• Te lezen tekst
***
Verder heeft het Gerecht vastgesteld dat [B] een totaalbedrag van US$ 536.313,48 aan [A] moet betalen, na verrekening van eerdere bedragen. De proceskosten zijn gecompenseerd, wat betekent dat beide partijen hun eigen kosten dragen. De reconventionele vorderingen van [B] zijn afgewezen. Dit vonnis is uitgesproken ter openbare terechtzitting op 14 juni 2017 door mr. A.H.M. van de Leur, rechter.

Uitspraak

Vonnis van 14 juni 2017
Behorend bij A.R. no. 2331 van 2013
GERECHT IN EERSTE AANLEG VAN ARUBA
VONNIS in de zaak van:
[A],
wonende in Sint Maarten,
eiseres in conventie, verweerster in reconventie,
hierna ook te noemen: [A],
gemachtigden: de advocaten mrs. H.A. Seferina en C.R.O. Richardson,
tegen:
[B],
wonende in Aruba,
gedaagde in conventie, eiser in reconventie,
hierna ook te noemen: [B],
thans procederend in persoon.
***
• Aangeleverde lijst

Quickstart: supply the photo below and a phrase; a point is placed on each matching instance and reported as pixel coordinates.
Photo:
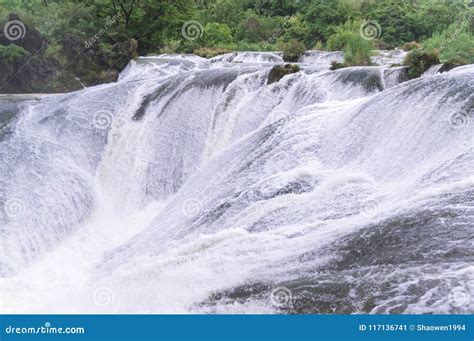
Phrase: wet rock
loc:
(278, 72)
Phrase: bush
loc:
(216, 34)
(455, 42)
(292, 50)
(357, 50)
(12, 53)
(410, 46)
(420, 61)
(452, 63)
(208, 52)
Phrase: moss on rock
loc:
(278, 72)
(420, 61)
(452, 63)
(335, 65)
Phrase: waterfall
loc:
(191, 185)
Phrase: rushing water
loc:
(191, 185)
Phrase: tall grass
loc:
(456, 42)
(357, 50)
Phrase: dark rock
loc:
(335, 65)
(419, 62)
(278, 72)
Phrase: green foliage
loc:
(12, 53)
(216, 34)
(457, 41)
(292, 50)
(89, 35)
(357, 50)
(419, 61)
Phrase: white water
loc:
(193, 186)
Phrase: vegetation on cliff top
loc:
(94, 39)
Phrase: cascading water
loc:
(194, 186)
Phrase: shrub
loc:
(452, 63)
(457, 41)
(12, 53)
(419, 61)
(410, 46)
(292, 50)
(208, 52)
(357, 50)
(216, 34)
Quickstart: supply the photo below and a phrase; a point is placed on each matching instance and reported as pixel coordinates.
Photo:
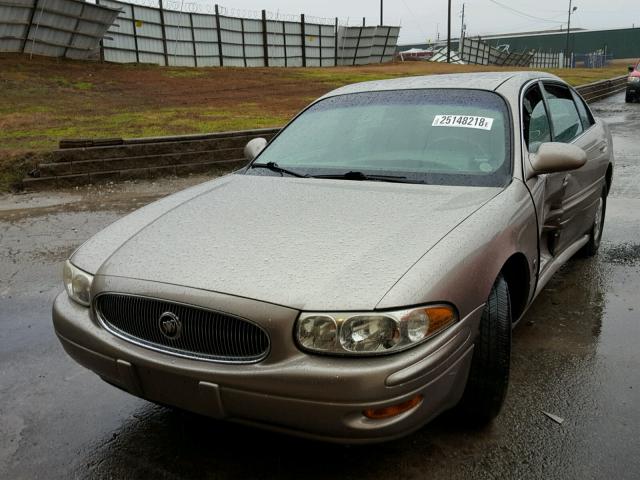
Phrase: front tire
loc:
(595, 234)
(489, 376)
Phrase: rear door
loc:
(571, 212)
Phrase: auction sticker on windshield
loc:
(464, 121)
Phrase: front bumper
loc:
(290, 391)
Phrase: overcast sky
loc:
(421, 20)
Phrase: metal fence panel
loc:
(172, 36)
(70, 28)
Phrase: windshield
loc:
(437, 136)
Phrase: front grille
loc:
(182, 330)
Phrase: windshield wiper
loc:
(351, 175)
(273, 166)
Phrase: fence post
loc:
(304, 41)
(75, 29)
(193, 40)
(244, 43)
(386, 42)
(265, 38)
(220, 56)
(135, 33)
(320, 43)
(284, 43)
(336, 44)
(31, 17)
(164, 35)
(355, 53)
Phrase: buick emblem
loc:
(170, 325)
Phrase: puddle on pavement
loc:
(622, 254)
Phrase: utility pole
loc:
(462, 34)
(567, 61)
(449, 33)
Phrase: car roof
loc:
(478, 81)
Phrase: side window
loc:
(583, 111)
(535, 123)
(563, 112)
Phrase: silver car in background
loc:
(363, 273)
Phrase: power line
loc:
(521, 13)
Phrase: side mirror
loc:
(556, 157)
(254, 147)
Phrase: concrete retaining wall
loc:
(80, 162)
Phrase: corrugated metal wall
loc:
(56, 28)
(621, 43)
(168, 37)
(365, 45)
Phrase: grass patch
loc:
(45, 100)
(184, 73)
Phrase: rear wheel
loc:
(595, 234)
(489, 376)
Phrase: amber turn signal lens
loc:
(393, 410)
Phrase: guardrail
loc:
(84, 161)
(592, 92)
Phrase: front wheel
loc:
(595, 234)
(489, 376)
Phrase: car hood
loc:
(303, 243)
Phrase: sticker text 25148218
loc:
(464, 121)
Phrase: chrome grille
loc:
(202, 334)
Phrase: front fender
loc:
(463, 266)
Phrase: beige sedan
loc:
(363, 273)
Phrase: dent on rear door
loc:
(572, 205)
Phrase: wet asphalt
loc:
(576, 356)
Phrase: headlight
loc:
***
• Schriftelijke opdracht
Noteer woordelijk het deel van het vonnis dat begint bij "Verder heeft het" en doorloopt tot en met "de Leur, rechter.". Baseer je uitsluitend op het vonnis.

• Verwacht resultaat
Verder heeft het Gerecht vastgesteld dat [B] een totaalbedrag van US$ 536.313,48 aan [A] moet betalen, na verrekening van eerdere bedragen. De proceskosten zijn gecompenseerd, wat betekent dat beide partijen hun eigen kosten dragen. De reconventionele vorderingen van [B] zijn afgewezen. Dit vonnis is uitgesproken ter openbare terechtzitting op 14 juni 2017 door mr. A.H.M. van de Leur, rechter.